===== Исходный текст =====

Свой способ сборки фотографий в анимированные видео AES+F придумало дюжину лет назад. Актёры просто принимают особые позы и совершают простые движения, а затем художники встраивают получившееся в задуманные интерьеры и дополняют компьютерной графикой. При этом актёры не играют ролей, не придают лицам эмоциональной окраски и не прикасаются друг другу. История, рассказываемая AES+F, рождается не усилиями талантливых или не очень моделей, не столкновением характеров персонажей, а набором типических узнаваемых образов и рядом ассоциативных связей и цепочек. Тогда, в 2007 году группа AES+F с проектом «Last Riot» представляла Россию на Венецианской биеннале: типичные представители нулевых годов испытывают кризис переходного возраста и бунтуют против всех на фоне разрушающегося мира.

=====

• _Описание задания_
Выведите исходный текст о группе AES+F целиком, не меняя в нём ни единого знака. Материал здесь никакой роли не играет.

===== Данные =====

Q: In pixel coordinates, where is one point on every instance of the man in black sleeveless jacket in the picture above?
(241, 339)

=====

• _Ответ на задание_
Свой способ сборки фотографий в анимированные видео AES+F придумало дюжину лет назад. Актёры просто принимают особые позы и совершают простые движения, а затем художники встраивают получившееся в задуманные интерьеры и дополняют компьютерной графикой. При этом актёры не играют ролей, не придают лицам эмоциональной окраски и не прикасаются друг другу. История, рассказываемая AES+F, рождается не усилиями талантливых или не очень моделей, не столкновением характеров персонажей, а набором типических узнаваемых образов и рядом ассоциативных связей и цепочек. Тогда, в 2007 году группа AES+F с проектом «Last Riot» представляла Россию на Венецианской биеннале: типичные представители нулевых годов испытывают кризис переходного возраста и бунтуют против всех на фоне разрушающегося мира.